* _WHAT THIS TASK INVOLVES_: Set out exactly, line by line, the stretch of data below that begins at the line containing "Target: statue's robe" and ends at the line containing "the stone pedestal", with both ends kept.

* _Stored items_:

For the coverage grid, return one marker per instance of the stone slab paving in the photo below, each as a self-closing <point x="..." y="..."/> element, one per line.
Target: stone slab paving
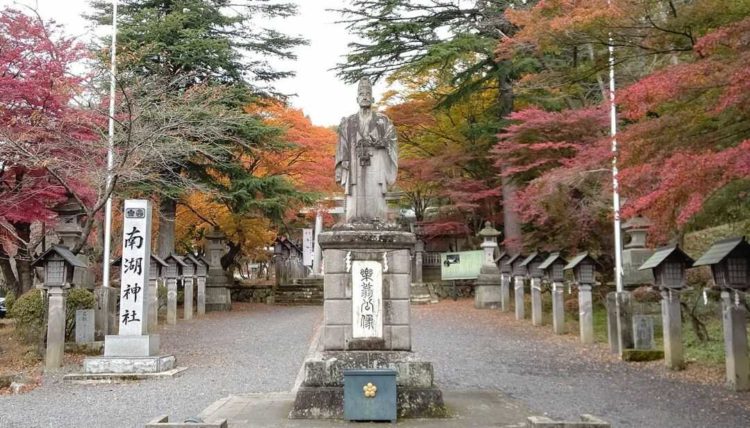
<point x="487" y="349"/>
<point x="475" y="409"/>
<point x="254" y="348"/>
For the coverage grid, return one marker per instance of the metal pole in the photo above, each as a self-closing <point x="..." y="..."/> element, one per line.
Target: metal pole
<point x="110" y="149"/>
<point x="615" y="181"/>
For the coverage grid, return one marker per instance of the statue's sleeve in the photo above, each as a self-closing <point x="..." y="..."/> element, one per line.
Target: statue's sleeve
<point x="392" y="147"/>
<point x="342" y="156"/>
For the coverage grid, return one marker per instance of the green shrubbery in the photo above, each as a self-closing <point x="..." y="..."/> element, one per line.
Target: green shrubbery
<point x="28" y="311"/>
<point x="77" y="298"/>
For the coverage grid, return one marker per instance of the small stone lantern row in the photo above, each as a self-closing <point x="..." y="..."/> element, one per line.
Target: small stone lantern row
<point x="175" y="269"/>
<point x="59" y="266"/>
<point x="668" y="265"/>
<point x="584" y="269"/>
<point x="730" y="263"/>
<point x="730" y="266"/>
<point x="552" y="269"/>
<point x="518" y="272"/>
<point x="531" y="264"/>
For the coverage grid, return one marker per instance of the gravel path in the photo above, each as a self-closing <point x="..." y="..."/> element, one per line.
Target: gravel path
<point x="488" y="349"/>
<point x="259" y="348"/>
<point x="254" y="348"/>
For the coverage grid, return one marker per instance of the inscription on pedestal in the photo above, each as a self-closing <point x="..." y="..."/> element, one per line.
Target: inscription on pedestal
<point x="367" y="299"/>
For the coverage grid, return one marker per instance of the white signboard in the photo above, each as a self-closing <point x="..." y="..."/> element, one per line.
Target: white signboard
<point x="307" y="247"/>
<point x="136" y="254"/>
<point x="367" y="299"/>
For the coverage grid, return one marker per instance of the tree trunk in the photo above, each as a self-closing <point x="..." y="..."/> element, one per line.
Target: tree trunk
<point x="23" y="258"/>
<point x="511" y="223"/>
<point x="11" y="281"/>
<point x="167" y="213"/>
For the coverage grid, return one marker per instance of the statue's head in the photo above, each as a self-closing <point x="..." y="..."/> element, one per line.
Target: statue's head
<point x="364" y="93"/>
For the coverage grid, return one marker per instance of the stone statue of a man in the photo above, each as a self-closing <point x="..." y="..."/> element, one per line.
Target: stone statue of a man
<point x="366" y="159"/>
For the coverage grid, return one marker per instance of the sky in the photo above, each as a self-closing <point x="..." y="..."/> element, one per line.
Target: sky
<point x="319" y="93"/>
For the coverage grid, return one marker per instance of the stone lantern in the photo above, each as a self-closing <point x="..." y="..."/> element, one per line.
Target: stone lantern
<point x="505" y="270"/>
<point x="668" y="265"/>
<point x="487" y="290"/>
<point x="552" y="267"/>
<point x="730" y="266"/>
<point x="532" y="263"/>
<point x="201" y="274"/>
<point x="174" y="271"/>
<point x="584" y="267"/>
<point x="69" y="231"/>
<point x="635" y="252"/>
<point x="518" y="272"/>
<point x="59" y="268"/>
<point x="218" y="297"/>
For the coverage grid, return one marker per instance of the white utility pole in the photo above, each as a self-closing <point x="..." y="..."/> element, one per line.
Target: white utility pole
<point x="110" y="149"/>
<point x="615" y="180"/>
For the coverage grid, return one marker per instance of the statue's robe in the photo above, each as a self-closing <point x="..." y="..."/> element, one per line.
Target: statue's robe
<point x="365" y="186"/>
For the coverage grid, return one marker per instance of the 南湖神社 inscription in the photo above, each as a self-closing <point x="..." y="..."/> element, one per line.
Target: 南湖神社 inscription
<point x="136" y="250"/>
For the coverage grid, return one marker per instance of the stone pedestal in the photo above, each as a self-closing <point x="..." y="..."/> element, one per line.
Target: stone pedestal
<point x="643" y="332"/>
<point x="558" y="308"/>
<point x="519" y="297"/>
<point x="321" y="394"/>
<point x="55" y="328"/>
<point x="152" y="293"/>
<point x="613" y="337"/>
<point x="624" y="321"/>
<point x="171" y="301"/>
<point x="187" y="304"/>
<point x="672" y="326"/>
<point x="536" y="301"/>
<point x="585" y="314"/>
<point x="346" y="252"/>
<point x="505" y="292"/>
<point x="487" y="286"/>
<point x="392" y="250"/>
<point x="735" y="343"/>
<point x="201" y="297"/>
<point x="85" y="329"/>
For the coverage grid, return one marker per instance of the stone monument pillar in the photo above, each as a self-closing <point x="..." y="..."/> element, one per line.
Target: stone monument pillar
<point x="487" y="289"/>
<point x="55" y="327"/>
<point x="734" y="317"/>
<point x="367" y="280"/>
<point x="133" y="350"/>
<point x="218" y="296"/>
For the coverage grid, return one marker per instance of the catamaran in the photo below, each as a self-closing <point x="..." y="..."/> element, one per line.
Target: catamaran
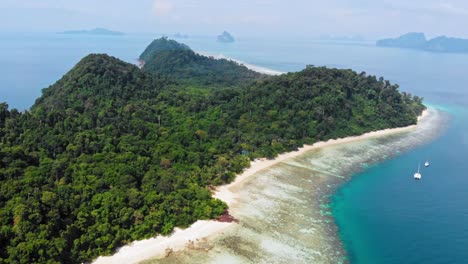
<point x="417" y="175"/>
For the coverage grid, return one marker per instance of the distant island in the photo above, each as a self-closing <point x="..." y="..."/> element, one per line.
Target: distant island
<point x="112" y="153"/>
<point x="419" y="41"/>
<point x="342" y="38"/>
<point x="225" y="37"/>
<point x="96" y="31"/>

* _TASK RESULT_:
Target: statue's robe
<point x="365" y="186"/>
For the coverage grid, return one marker per instance of the 南湖神社 inscription in the photo above, each as a self-closing <point x="..." y="..."/> element, one per line.
Target: 南湖神社 inscription
<point x="136" y="250"/>
For the coverage grid, return one marker per instance of the stone pedestal in the photo above, each as a self-closing <point x="..." y="..."/> element, one per line.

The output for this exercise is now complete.